Exercise instructions: Reproduce verbatim the portion of the records that opens with their first line and closes with the line containing "x=203, y=150", both ends included.

Some records:
--------------------------------------------------
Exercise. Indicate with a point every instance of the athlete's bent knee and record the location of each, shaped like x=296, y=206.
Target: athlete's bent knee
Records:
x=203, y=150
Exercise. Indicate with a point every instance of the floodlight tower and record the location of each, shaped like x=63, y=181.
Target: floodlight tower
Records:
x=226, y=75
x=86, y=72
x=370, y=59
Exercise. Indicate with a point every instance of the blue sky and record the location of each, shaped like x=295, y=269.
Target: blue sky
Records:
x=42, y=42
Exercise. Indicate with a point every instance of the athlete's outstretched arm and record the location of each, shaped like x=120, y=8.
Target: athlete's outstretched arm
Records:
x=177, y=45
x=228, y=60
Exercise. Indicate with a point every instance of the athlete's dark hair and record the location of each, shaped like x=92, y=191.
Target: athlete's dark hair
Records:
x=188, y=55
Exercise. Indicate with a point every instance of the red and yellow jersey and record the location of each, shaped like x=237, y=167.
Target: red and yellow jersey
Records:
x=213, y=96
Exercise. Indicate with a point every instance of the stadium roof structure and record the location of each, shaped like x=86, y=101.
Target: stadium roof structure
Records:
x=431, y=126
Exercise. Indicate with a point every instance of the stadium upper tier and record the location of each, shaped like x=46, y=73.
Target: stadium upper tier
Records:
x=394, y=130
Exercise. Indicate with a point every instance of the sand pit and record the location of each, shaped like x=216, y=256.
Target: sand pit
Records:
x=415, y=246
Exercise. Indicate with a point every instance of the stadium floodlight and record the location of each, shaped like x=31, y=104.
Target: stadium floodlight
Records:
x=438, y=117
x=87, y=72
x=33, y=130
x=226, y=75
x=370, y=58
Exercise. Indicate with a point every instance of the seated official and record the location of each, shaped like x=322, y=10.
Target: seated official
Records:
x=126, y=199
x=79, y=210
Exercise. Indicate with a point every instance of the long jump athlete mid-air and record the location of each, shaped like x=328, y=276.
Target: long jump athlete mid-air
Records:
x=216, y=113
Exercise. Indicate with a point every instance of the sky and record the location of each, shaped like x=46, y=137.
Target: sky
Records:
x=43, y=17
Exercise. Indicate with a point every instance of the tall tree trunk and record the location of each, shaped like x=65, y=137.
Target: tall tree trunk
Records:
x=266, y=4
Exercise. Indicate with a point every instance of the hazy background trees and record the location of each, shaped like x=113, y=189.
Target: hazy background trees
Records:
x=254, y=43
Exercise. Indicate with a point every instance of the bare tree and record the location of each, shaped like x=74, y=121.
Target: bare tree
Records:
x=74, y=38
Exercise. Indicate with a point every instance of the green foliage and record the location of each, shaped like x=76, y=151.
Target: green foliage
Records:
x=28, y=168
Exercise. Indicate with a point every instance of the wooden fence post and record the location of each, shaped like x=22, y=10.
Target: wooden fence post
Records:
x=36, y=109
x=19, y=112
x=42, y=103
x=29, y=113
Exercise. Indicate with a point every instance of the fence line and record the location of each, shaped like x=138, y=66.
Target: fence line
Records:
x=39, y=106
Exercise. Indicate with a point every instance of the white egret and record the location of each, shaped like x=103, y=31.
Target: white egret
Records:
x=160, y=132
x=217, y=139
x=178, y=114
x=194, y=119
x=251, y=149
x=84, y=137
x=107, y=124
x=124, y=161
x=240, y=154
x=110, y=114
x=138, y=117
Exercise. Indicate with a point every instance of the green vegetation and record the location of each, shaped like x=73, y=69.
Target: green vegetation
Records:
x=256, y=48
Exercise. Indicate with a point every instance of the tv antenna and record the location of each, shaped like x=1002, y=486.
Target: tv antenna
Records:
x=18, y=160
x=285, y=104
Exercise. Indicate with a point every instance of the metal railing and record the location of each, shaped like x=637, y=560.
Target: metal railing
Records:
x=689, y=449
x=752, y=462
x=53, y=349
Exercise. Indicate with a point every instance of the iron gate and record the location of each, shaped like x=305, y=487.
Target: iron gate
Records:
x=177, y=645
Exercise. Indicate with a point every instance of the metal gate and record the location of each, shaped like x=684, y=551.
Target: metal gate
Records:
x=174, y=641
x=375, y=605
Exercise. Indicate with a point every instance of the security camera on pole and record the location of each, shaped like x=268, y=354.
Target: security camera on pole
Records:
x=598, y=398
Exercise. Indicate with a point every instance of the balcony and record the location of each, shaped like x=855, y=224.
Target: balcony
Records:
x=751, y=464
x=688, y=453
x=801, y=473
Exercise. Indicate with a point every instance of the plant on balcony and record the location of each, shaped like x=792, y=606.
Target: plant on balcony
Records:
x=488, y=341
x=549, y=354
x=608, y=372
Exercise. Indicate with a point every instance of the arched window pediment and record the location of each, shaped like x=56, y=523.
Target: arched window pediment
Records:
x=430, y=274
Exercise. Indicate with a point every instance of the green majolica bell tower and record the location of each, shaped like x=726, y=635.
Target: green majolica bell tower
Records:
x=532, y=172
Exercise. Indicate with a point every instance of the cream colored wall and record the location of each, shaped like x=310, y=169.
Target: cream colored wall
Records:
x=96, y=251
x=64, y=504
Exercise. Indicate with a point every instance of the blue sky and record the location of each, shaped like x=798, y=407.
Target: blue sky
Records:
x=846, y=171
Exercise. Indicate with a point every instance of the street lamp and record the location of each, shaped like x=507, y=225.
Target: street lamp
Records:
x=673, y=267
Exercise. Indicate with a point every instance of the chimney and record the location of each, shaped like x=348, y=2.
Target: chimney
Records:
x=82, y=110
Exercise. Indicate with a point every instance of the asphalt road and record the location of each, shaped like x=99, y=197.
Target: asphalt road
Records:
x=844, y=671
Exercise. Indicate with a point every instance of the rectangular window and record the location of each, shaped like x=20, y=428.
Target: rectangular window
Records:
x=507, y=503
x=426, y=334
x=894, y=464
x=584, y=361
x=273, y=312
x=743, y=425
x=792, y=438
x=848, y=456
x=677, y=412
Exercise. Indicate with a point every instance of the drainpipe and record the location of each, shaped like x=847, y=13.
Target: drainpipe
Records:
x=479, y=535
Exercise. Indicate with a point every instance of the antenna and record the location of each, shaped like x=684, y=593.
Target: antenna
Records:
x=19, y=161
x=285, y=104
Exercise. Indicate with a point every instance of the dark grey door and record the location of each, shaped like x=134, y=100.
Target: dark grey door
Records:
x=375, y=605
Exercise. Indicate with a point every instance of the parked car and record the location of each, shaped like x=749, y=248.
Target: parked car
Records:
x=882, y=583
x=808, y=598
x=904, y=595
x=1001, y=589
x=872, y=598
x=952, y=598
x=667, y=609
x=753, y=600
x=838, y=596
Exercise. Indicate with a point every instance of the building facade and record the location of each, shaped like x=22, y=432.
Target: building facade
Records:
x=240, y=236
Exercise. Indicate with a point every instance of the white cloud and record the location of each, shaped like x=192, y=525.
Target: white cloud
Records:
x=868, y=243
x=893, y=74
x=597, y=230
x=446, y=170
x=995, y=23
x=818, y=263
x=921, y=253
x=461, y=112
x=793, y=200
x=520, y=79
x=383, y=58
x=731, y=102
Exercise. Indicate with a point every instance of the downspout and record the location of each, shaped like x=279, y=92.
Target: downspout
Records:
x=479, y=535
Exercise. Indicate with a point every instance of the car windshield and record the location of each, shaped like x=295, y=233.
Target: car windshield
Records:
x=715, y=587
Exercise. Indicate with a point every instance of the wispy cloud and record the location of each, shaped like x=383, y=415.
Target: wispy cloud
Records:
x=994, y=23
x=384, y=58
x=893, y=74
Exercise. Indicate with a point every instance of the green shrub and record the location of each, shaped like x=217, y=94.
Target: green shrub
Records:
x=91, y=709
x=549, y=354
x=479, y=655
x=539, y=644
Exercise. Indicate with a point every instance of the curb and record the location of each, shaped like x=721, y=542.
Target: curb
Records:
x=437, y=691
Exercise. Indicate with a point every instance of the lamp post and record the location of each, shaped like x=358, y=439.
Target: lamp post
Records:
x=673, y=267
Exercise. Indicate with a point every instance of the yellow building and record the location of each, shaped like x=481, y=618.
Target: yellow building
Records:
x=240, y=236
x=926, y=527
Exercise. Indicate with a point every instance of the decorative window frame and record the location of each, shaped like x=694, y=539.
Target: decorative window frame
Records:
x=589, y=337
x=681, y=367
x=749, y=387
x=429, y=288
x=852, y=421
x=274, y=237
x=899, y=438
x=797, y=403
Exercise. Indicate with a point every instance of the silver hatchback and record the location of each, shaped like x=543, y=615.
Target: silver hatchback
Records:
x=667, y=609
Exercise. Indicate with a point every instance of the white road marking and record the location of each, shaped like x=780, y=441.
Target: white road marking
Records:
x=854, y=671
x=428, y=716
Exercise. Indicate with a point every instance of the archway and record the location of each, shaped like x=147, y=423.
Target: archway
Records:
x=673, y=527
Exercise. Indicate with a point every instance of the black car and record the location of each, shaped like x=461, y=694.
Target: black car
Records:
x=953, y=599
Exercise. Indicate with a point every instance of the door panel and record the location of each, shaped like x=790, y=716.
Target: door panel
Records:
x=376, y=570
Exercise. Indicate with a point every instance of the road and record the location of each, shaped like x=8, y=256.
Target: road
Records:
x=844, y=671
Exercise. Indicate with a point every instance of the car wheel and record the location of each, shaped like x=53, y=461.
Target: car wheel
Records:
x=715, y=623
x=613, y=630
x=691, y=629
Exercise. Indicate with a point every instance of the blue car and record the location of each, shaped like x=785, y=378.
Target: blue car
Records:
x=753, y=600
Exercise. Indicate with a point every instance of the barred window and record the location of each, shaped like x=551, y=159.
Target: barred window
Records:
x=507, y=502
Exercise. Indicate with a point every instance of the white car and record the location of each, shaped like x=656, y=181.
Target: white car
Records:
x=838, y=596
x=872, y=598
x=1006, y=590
--------------------------------------------------
Result:
Exercise. Indicate with a point every instance of the athlete's bent knee and record the location of each, shaped like x=296, y=206.
Target: athlete's bent knee
Records:
x=203, y=150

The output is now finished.